** Start SELECTED TEXT **
Applicability of s 601AG of the Corporations Act to contribution claims

  1. The respondents rely on the decision of the Supreme Court of Queensland in Suncorp Metway (supra). In that case Muir J held that the "liability" of the deregistered company referred to in par (a) of s 601AG (which must have come into existence immediately prior to its deregistration) predicated a wholly accrued cause of action against the company. His Honour held that, since a cause of action pursuant to the Queensland equivalent of s 7(1)(c) of the Contribution Act does not accrue until the plaintiff has obtained judgment against the defendant (see par 14 above), a deregistered company could not have "a liability" to a concurrent or joint tortfeasor within the meaning of s 601AG at the time of its deregistration unless judgment had been entered against the latter at that time. Thus, it is submitted on behalf of MMI and WFI that the defendant in this matter could never have access to WMF's insurance cover even if the plaintiff is ultimately successful against the defendant.

  2. The respondents relied upon the principle (see ASC v Marlborough Goldmines Limited (1993) 177 CLR 492, Re Brashs Pty Ltd (1994) 15 ACSR 477 at 483 per Hayne J and ASC v MacLeod [2000] WASCA 101 at [94] and [97]) that a judicial interpretation placed on uniform national legislation should not be departed from by another court unless that court is convinced that the earlier decision is "plainly wrong". The respondents submit that the decision in Suncorp Metway has in fact been approved, albeit obiter, on numerous occasions (see Hutchinson v ASIC (supra), Sturkv SGIO Insurance Limited [2002] WADC 58 per Martino DCJ at [9] and Langridge (supra) at [26]) and can not be said to be "plainly wrong".  They therefore submit that it should be followed and the defendant's application dismissed.
** End SELECTED TEXT **
** Start DATASET EXTRACT **
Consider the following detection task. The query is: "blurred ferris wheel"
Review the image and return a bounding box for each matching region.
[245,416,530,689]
** End DATASET EXTRACT **
** Start DATASET EXTRACT **
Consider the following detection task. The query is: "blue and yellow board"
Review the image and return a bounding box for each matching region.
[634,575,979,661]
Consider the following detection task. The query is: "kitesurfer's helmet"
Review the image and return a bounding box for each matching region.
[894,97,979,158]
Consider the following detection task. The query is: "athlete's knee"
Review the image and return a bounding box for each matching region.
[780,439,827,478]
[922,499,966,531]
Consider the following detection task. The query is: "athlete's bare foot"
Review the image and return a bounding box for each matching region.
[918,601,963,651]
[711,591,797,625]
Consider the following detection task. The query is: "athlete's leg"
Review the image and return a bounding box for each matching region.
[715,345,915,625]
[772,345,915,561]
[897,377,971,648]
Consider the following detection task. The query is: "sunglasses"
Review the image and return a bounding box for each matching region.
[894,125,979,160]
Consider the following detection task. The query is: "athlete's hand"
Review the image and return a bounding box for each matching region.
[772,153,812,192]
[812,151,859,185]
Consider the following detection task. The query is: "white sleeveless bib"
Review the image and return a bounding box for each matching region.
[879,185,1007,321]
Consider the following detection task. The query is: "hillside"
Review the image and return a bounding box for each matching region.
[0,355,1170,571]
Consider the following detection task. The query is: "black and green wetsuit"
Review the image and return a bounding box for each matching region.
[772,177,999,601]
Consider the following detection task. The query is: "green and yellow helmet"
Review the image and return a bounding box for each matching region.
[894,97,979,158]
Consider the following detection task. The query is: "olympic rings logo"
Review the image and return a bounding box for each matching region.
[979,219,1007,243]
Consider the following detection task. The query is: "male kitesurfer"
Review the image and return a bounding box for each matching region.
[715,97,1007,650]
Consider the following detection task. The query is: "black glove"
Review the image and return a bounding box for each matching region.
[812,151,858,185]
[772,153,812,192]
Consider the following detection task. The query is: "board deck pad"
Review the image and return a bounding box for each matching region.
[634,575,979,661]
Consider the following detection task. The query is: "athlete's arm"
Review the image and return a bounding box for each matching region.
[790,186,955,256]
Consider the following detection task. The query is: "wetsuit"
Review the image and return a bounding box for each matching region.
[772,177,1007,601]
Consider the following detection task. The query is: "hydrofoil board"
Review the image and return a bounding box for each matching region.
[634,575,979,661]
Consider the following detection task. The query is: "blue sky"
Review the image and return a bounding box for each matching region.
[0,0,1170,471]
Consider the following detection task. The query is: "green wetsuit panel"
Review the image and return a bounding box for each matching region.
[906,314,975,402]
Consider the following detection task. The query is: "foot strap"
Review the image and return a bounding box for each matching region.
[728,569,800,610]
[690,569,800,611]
** End DATASET EXTRACT **
▶ [STATED GOAL 1]: Name every judge that the passage on s 601AG and contribution claims identifies by name and judicial title.
▶ [STATED GOAL 2]: Pick up the passage on s 601AG and contribution claims from where it stops.

▶ [EXERCISE RESULT 1]: Muir J, Hayne J, Martino DCJ

▶ [EXERCISE RESULT 2]:
  3. The defendant submitted that it is arguable that the decision in Suncorp Metway is based upon an unduly narrow reading of the phrase "had a liability" in s 601AG(a) and did not address the arguments advanced before me. The defendant submitted that the favourable treatment of the decision in Hutchinson, Sturk and Langridge should be considered to be obiter and not binding because none of those cases involved a contribution claim by a defendant, there was no express analysis of the arguments which were advanced before me and in Langridge the Court simply acknowledged that the parties had accepted between themselves that the principle was correct.

  4. The defendant submitted that the essential question is whether the legislature intended that the words "had a liability" in s 601AG countenanced the long established practice that a contribution or indemnity claim may be brought in third party proceedings at the same time as the plaintiff's action, so as to enable all related matters to be settled in one proceeding with a view to saving time and costs and avoiding multiple litigation of the same controversy (with the potential for different results).

  5. It was submitted that the cases relied on by Muir J, namely Bitumen and Oil Refineries and Littlewood, were concerned with the question as to when a complete cause of action accrues under the contribution legislation for the purposes of statutory limitation, whereas the issue in the present matter is the interpretation of s 601AG which is a remedial provision. It is therefore submitted that s 601AG should be construed so as to give the fullest relief which the fair meaning of the language will allow (see Bull v Attorney General (NSW) (1913) 17 CLR 370 at 384 per Isaacs J). It is submitted that by adopting a beneficial interpretation which recognises the historical practice of allowing third party contribution proceedings to be brought on a contingent basis, the phrase "had a liability" can be construed as meaning "would have had a liability, if sued."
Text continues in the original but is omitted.